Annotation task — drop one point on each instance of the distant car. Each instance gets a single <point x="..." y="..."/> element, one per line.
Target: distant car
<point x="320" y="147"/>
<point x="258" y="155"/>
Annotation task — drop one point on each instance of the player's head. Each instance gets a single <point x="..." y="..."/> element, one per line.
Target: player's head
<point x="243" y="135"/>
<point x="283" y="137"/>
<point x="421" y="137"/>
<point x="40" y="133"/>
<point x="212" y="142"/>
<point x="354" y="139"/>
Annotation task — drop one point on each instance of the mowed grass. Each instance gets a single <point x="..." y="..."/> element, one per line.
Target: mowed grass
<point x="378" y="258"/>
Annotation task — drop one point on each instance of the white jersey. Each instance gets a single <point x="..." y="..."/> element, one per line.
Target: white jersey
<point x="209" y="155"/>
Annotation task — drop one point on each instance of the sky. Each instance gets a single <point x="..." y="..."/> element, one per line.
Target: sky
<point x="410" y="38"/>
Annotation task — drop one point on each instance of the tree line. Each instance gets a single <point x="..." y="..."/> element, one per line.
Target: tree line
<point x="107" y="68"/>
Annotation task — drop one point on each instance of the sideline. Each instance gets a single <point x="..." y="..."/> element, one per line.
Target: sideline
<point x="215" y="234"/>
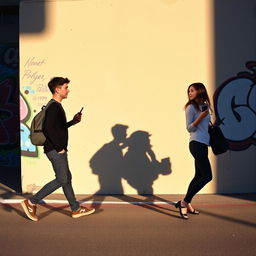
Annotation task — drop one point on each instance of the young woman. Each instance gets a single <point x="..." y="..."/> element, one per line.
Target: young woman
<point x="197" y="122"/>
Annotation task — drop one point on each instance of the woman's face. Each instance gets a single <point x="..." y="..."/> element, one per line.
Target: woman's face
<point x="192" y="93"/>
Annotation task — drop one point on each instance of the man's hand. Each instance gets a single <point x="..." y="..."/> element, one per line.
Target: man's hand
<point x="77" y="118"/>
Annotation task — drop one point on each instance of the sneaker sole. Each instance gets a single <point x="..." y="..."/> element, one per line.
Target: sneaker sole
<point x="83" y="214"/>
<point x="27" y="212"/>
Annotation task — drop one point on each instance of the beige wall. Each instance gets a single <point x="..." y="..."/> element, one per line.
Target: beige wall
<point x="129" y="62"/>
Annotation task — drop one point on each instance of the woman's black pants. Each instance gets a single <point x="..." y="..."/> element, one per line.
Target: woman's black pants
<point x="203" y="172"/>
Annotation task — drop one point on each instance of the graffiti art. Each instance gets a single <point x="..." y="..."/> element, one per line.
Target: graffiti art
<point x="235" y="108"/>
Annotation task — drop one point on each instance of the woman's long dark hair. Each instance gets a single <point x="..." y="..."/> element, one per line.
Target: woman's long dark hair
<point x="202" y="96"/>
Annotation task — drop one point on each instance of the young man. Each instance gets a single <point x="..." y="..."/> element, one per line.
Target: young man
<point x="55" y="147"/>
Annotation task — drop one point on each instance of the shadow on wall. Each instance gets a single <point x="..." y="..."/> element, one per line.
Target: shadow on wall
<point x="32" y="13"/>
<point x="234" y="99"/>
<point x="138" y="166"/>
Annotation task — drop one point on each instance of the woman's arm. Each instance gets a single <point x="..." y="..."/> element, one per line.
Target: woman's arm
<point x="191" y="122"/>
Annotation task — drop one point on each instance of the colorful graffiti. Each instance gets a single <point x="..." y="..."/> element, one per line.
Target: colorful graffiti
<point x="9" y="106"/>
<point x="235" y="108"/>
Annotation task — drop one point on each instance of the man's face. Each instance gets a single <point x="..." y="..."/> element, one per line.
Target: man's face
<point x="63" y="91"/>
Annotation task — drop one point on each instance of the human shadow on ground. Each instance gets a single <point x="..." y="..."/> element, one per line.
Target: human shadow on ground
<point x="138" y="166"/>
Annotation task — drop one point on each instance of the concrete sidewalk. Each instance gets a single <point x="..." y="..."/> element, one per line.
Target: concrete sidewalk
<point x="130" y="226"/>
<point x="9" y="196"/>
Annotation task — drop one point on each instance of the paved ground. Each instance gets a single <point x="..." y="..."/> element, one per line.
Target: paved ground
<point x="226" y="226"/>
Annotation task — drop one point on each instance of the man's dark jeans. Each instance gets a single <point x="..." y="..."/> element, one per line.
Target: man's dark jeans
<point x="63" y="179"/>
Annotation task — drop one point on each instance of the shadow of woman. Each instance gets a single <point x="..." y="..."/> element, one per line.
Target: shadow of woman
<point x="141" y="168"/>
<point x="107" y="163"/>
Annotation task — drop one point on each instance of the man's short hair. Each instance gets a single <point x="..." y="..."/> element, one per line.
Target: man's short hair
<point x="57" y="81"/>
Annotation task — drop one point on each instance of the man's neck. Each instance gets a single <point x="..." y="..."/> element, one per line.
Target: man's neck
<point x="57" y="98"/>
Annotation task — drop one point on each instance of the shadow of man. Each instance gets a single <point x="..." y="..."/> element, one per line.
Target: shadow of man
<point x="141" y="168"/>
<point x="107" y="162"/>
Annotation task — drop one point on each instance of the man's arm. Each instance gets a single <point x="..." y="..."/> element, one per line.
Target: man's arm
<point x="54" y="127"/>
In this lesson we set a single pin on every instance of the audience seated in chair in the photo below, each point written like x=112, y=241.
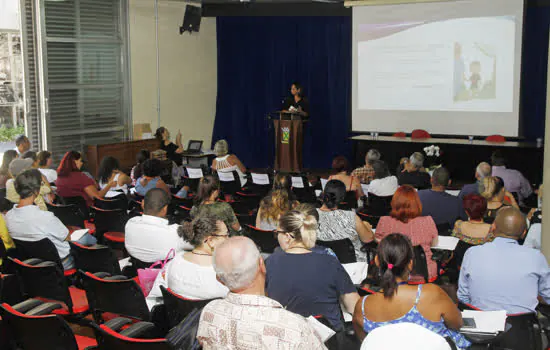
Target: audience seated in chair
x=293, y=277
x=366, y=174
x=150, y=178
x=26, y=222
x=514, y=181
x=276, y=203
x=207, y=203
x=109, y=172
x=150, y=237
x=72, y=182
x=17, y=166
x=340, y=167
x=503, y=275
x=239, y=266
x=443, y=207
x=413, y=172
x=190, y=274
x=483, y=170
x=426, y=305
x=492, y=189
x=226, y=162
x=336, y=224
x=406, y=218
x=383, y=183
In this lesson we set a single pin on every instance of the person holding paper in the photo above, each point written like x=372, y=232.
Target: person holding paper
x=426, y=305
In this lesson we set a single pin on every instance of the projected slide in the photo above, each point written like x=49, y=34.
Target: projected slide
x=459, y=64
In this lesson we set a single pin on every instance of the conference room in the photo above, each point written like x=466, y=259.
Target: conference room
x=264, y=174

---

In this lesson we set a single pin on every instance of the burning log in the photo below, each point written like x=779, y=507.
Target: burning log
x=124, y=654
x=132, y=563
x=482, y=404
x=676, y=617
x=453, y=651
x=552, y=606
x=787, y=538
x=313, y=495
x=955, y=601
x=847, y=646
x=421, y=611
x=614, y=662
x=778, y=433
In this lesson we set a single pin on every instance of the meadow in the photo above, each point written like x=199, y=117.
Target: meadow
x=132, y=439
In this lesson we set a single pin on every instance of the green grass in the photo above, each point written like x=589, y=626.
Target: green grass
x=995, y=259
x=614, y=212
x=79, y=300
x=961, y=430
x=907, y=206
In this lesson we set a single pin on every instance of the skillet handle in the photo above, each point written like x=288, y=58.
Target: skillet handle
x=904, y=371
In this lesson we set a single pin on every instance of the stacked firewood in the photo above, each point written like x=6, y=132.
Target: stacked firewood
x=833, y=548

* * *

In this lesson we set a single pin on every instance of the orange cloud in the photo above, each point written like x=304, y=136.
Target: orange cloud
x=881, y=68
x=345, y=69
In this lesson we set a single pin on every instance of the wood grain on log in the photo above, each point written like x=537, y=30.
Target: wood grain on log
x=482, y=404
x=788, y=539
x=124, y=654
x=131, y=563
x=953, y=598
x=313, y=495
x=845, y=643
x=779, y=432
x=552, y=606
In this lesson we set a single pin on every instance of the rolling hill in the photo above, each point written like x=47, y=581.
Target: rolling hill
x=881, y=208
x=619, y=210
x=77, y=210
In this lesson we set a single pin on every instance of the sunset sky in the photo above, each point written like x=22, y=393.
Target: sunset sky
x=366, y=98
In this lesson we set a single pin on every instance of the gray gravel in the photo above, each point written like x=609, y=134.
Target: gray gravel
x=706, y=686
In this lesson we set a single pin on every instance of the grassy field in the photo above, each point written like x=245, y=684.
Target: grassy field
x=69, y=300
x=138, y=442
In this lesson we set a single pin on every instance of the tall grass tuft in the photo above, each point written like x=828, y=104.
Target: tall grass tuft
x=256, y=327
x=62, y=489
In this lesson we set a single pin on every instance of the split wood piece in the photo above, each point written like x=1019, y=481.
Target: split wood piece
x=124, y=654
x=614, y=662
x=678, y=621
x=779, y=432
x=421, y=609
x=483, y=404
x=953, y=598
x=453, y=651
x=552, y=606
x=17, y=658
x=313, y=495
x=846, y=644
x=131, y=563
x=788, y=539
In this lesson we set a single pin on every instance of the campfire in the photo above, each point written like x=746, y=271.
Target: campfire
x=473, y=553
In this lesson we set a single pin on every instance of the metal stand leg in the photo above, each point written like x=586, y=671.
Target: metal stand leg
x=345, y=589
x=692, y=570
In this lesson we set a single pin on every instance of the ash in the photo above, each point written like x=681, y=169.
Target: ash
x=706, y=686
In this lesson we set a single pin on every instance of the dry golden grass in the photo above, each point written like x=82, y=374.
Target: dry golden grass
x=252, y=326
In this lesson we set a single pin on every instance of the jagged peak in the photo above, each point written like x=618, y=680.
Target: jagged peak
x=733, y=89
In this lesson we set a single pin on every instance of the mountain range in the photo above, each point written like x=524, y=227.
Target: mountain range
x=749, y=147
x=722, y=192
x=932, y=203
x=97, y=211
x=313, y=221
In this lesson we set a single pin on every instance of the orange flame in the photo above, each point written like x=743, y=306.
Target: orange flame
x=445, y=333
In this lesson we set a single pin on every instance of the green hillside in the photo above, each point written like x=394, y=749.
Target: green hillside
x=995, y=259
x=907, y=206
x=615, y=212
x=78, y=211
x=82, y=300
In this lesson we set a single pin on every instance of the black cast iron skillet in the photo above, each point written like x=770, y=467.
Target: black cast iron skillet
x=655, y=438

■ How to complete this task ■
Search the entries for the word "below" and copy every line that has it.

■ Result of this exercise ■
In this lesson we set a single pin on every instance of the audience seated in chair in the photo below, each point written like x=112, y=241.
In this lesson we set a single pin on every instance of the burning log in the photo below, each point written like x=779, y=507.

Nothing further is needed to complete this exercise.